Information shown:
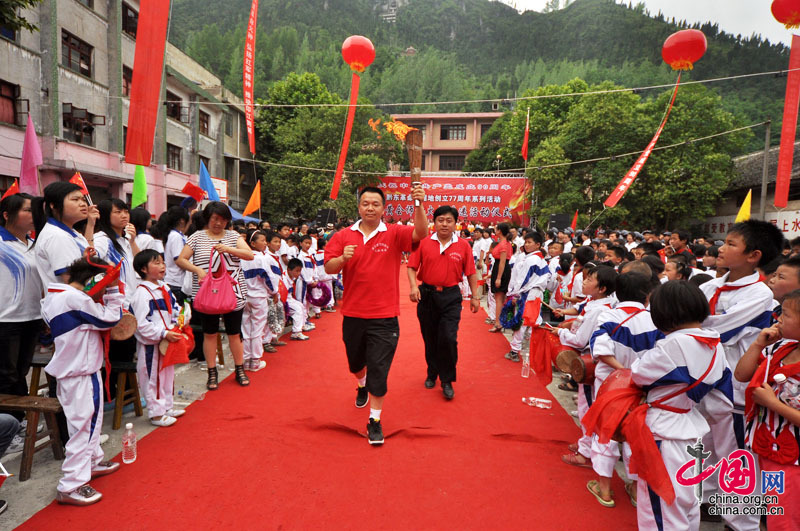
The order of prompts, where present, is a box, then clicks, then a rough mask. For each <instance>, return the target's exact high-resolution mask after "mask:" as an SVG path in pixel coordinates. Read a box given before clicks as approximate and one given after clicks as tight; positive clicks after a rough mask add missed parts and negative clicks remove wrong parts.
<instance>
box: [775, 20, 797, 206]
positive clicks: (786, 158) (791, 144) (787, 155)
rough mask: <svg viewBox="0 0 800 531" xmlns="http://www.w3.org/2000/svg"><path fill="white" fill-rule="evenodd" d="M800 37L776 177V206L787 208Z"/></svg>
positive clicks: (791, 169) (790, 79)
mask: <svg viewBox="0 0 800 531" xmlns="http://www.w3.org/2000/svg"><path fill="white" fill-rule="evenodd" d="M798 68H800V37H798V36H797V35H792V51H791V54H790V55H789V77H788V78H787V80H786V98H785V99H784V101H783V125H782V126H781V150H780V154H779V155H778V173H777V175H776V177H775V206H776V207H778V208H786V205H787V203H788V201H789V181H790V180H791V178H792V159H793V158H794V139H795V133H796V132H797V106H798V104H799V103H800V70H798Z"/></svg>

Task: Can you update the data above so that every "rough mask" becomes "coarse mask", with nothing else changed and the pictures left out?

Answer to this task:
The order of prompts, where present, is a box, then clicks, then a coarse mask. For each <instance>, return the target's exact high-resolution mask after "mask:" as an SVG path in pixel coordinates. Read a box given before clicks as approximate and one given after clicks as tight; positive clicks after a coarse mask add missed parts and negative clicks remove wrong parts.
<instance>
box: [775, 20, 797, 206]
positive clicks: (786, 158) (791, 144) (787, 155)
coarse mask: <svg viewBox="0 0 800 531" xmlns="http://www.w3.org/2000/svg"><path fill="white" fill-rule="evenodd" d="M800 37L776 177V206L787 208Z"/></svg>
positive clicks: (791, 169) (790, 79)
mask: <svg viewBox="0 0 800 531" xmlns="http://www.w3.org/2000/svg"><path fill="white" fill-rule="evenodd" d="M798 68H800V37H798V36H797V35H792V51H791V54H790V55H789V77H788V78H787V80H786V98H785V99H784V101H783V125H782V126H781V150H780V154H779V155H778V173H777V175H776V177H775V206H776V207H778V208H786V205H787V203H788V201H789V181H790V180H791V178H792V159H793V158H794V139H795V133H796V132H797V106H798V104H799V103H800V70H798Z"/></svg>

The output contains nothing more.